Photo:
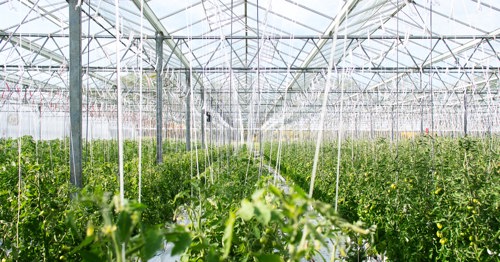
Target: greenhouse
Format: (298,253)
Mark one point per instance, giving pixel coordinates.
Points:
(249,130)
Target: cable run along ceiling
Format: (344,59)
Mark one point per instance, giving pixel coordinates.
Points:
(263,64)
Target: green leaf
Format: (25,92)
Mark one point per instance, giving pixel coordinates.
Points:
(258,194)
(89,256)
(181,242)
(246,210)
(124,227)
(263,213)
(269,258)
(228,234)
(275,191)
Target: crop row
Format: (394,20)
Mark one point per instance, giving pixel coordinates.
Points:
(430,198)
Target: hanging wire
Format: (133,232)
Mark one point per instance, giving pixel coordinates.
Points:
(87,88)
(119,95)
(141,46)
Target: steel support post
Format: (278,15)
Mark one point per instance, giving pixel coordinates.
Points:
(188,113)
(75,92)
(159,99)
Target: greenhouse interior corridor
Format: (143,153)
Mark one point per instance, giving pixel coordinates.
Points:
(249,130)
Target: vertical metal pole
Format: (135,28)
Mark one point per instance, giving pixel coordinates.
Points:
(75,92)
(188,112)
(422,117)
(371,125)
(159,99)
(465,113)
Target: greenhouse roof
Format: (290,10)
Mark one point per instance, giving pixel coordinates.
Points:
(261,64)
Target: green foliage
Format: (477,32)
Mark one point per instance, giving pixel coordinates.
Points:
(39,220)
(430,198)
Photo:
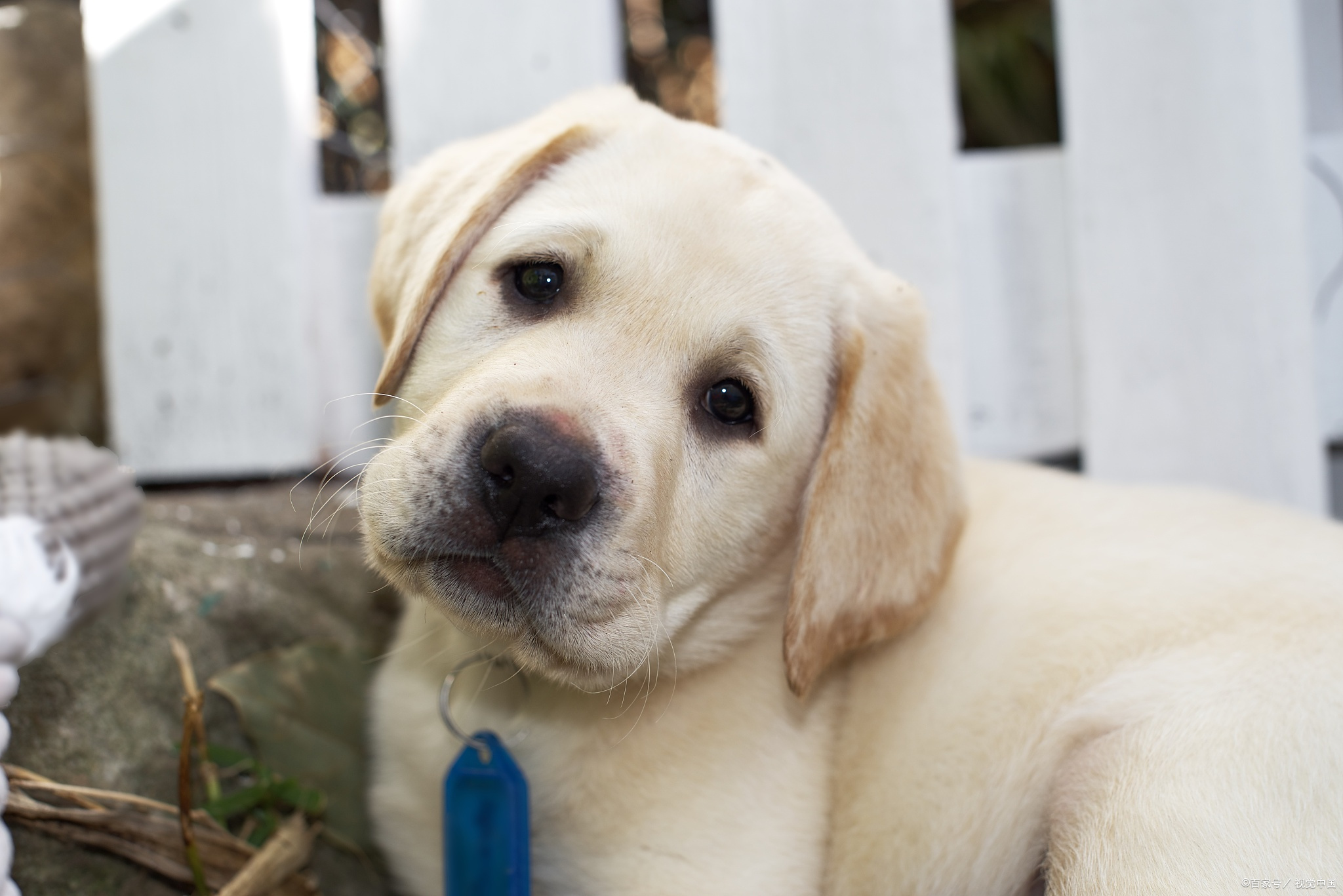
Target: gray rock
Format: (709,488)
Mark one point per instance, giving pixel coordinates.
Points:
(222,572)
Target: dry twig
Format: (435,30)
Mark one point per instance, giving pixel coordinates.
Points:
(287,851)
(144,830)
(188,684)
(191,723)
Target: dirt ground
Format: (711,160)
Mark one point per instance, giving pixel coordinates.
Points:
(222,570)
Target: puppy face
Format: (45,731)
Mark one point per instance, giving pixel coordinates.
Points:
(614,409)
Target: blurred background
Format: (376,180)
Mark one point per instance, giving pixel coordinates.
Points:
(1127,215)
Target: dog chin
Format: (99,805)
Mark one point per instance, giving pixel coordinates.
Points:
(476,596)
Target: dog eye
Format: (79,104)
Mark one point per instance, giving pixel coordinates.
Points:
(539,281)
(730,402)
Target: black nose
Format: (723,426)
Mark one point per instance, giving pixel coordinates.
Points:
(538,478)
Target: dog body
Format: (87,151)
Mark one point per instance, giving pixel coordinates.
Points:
(661,417)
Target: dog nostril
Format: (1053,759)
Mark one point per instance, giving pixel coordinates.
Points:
(538,477)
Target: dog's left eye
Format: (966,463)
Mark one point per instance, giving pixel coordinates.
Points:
(730,402)
(539,281)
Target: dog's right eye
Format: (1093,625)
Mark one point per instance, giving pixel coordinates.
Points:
(539,281)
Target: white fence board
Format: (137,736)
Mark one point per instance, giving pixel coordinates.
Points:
(1021,367)
(202,115)
(1185,148)
(857,97)
(347,354)
(1322,31)
(461,68)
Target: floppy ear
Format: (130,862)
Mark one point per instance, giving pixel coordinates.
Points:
(431,221)
(885,505)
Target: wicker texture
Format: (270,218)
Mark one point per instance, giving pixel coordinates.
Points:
(87,500)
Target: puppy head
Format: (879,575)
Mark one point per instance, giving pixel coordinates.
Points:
(647,386)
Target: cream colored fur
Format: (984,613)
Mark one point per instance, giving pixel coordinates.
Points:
(1003,668)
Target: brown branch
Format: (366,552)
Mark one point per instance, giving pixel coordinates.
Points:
(188,684)
(287,851)
(144,830)
(188,833)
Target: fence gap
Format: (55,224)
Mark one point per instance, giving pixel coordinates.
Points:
(351,97)
(1006,73)
(669,56)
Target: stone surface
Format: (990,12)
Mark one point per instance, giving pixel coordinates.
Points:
(220,570)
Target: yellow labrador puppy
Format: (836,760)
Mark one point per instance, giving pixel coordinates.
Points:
(669,442)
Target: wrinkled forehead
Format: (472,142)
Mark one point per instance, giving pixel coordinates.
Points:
(680,225)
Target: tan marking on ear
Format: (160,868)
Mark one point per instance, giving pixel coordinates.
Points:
(885,507)
(437,214)
(481,218)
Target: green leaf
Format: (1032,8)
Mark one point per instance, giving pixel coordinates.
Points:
(230,758)
(292,793)
(268,821)
(304,709)
(237,802)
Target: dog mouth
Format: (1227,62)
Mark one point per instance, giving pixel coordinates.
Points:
(479,577)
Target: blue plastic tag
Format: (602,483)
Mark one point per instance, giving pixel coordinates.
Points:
(487,840)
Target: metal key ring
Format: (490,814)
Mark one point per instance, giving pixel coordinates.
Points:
(445,693)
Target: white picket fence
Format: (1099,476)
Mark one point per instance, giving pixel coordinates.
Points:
(1157,292)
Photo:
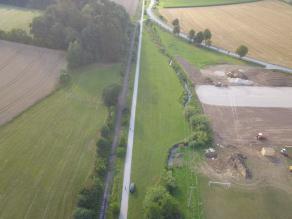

★ ★ ★

### SHORT EXERCISE
Show each line of the data above that includes the string "greenhouse".

### RESPONSE FOR THIS EXERCISE
Target: greenhouse
Target: greenhouse interior corridor
Target: greenhouse roof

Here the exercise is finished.